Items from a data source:
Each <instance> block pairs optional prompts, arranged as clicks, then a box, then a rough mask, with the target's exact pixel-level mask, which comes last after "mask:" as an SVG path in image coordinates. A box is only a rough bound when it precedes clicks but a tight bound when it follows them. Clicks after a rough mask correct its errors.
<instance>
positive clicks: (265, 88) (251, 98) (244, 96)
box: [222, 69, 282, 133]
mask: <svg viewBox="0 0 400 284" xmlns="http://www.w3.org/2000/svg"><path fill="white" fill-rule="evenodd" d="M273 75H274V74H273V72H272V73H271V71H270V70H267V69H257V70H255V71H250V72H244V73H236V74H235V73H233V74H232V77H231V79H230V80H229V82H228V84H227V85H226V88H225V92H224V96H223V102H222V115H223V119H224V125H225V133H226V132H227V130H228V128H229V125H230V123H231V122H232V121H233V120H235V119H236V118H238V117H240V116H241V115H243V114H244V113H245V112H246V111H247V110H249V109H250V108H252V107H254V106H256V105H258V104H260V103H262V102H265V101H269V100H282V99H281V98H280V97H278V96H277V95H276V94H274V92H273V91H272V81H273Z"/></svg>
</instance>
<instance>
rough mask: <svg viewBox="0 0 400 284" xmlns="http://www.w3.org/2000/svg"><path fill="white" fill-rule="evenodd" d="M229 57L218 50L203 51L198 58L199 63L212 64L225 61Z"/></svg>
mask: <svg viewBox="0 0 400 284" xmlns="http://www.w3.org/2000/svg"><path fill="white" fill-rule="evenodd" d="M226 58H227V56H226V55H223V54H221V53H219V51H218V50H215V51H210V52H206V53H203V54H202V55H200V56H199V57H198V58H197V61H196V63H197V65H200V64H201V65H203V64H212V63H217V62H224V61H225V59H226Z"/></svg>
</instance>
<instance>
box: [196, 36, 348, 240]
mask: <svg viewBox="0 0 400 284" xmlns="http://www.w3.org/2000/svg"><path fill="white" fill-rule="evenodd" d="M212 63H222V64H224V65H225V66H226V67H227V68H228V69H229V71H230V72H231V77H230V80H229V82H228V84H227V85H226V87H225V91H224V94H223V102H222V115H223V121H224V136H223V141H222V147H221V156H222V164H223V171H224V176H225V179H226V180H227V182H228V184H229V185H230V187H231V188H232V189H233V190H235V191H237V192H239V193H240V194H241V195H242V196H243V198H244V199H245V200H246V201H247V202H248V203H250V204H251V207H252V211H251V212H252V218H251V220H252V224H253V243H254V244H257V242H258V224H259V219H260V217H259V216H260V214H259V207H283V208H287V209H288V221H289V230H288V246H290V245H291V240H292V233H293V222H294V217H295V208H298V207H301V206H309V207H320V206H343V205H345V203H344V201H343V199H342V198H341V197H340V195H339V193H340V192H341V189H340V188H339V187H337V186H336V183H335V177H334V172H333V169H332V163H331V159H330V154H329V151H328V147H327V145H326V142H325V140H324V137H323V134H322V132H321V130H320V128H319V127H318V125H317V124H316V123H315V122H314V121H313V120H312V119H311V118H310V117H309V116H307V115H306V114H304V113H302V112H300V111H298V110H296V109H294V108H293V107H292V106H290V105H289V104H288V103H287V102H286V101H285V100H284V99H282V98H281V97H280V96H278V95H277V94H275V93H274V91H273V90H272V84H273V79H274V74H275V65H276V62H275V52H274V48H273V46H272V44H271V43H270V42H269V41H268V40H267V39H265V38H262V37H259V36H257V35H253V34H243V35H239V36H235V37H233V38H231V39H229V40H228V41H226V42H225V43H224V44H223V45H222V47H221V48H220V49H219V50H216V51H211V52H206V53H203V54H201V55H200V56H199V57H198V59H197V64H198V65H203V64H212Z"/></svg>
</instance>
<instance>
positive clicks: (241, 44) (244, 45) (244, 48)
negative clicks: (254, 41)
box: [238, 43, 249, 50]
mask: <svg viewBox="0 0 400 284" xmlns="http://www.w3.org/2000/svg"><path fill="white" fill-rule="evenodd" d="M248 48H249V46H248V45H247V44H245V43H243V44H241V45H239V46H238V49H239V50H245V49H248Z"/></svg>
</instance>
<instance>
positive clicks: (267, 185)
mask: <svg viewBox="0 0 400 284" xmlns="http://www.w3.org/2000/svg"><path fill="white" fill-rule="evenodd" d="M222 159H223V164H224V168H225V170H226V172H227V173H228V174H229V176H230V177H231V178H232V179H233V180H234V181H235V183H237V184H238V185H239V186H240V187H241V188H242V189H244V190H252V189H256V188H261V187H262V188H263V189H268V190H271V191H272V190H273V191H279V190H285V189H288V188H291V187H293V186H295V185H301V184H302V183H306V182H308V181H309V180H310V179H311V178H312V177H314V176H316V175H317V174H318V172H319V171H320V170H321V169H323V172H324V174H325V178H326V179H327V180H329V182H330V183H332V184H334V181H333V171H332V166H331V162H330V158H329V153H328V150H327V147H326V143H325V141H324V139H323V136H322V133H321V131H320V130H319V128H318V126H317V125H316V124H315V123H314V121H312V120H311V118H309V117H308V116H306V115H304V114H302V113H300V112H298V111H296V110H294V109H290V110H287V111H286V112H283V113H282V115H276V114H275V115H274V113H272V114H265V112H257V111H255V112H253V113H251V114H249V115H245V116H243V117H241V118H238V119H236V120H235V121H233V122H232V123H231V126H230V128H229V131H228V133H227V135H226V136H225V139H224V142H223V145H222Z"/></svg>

EXERCISE DIRECTIONS >> Please repeat all the records above exactly as they appear.

OUTPUT OF THE TASK >>
Each <instance> block pairs optional prompts, arranged as clicks, then a box, then a rough mask, with the target's exact pixel-level mask, which comes last after "mask:" as an SVG path in image coordinates. A box is only a rough bound when it precedes clicks but a tight bound when it follows them. Clicks after a rough mask correct its errors.
<instance>
positive clicks: (265, 88) (251, 98) (244, 96)
box: [222, 69, 282, 133]
mask: <svg viewBox="0 0 400 284" xmlns="http://www.w3.org/2000/svg"><path fill="white" fill-rule="evenodd" d="M273 75H274V74H273V72H272V73H271V71H270V70H267V69H257V70H255V71H250V72H244V73H236V74H235V73H233V74H232V77H231V79H230V80H229V82H228V84H227V85H226V88H225V92H224V96H223V102H222V115H223V119H224V125H225V133H226V132H227V130H228V128H229V125H230V123H231V122H232V121H233V120H235V119H236V118H238V117H240V116H241V115H243V114H244V113H245V112H246V111H247V110H249V109H250V108H252V107H254V106H256V105H258V104H260V103H262V102H265V101H269V100H282V99H281V98H280V97H278V96H277V95H276V94H274V92H273V91H272V81H273Z"/></svg>
</instance>
<instance>
rough mask: <svg viewBox="0 0 400 284" xmlns="http://www.w3.org/2000/svg"><path fill="white" fill-rule="evenodd" d="M229 57L218 50L203 51L198 58L199 63L212 64L225 61Z"/></svg>
mask: <svg viewBox="0 0 400 284" xmlns="http://www.w3.org/2000/svg"><path fill="white" fill-rule="evenodd" d="M226 58H227V56H226V55H223V54H221V53H219V51H218V50H215V51H210V52H206V53H203V54H202V55H200V56H199V57H198V58H197V61H196V63H197V65H200V64H201V65H203V64H212V63H217V62H224V61H225V59H226Z"/></svg>
</instance>
<instance>
box: [196, 36, 348, 240]
mask: <svg viewBox="0 0 400 284" xmlns="http://www.w3.org/2000/svg"><path fill="white" fill-rule="evenodd" d="M212 63H222V64H224V65H225V66H226V67H227V68H228V69H229V71H230V72H231V77H230V80H229V82H228V84H227V85H226V87H225V91H224V94H223V102H222V115H223V121H224V136H223V141H222V147H221V156H222V164H223V171H224V176H225V179H226V180H227V182H228V184H229V185H230V187H231V188H232V189H233V190H235V191H237V192H239V193H240V194H241V195H242V196H243V198H244V199H245V200H246V201H247V202H248V203H250V204H251V207H252V211H251V212H252V218H251V220H252V224H253V243H254V244H257V242H258V224H259V219H260V217H259V216H260V214H259V207H283V208H287V209H288V221H289V230H288V246H290V245H291V240H292V233H293V222H294V217H295V208H298V207H301V206H309V207H320V206H343V205H345V203H344V201H343V199H342V198H341V197H340V195H339V193H340V192H341V189H340V188H339V187H337V186H336V183H335V177H334V172H333V169H332V163H331V159H330V154H329V151H328V147H327V145H326V142H325V140H324V137H323V134H322V132H321V130H320V128H319V127H318V125H317V124H316V123H315V122H314V121H313V120H312V119H311V118H310V117H309V116H307V115H306V114H304V113H302V112H300V111H298V110H296V109H294V108H293V107H292V106H290V105H289V104H288V103H287V102H286V101H285V100H284V99H282V98H281V97H280V96H278V95H277V94H275V93H274V91H273V90H272V84H273V79H274V74H275V65H276V62H275V52H274V48H273V46H272V44H271V43H270V42H269V41H268V40H267V39H265V38H262V37H259V36H257V35H253V34H243V35H239V36H235V37H233V38H231V39H229V40H228V41H226V42H225V43H224V44H223V45H222V47H221V48H220V49H219V50H216V51H211V52H206V53H203V54H201V55H200V56H199V57H198V59H197V64H198V65H203V64H212Z"/></svg>
</instance>
<instance>
positive clicks: (241, 44) (244, 45) (244, 48)
negative clicks: (254, 41)
box: [238, 43, 249, 50]
mask: <svg viewBox="0 0 400 284" xmlns="http://www.w3.org/2000/svg"><path fill="white" fill-rule="evenodd" d="M248 48H249V46H248V45H247V44H245V43H243V44H241V45H239V46H238V49H239V50H245V49H248Z"/></svg>
</instance>
<instance>
positive clicks: (267, 185)
mask: <svg viewBox="0 0 400 284" xmlns="http://www.w3.org/2000/svg"><path fill="white" fill-rule="evenodd" d="M222 159H223V164H224V168H225V170H226V172H227V173H228V174H229V176H230V177H231V178H232V179H233V180H234V181H235V183H237V184H238V185H239V186H240V187H241V188H242V189H244V190H252V189H256V188H261V187H262V188H263V189H268V190H271V191H272V190H273V191H279V190H285V189H288V188H291V187H293V186H295V185H301V184H302V183H306V182H308V181H309V180H310V179H311V178H312V177H314V176H316V175H317V174H318V172H319V171H320V170H321V169H323V172H324V174H325V178H326V179H327V180H329V182H330V183H332V184H334V181H333V171H332V166H331V162H330V158H329V153H328V150H327V147H326V143H325V141H324V139H323V136H322V133H321V131H320V130H319V128H318V126H317V125H316V124H315V123H314V121H312V120H311V118H309V117H308V116H306V115H304V114H302V113H300V112H298V111H296V110H294V109H290V110H287V111H286V112H283V113H282V115H276V114H275V115H274V113H272V114H265V112H257V111H255V112H253V113H251V114H249V115H245V116H243V117H241V118H238V119H236V120H235V121H233V122H232V123H231V126H230V128H229V131H228V133H227V135H226V136H225V139H224V142H223V145H222Z"/></svg>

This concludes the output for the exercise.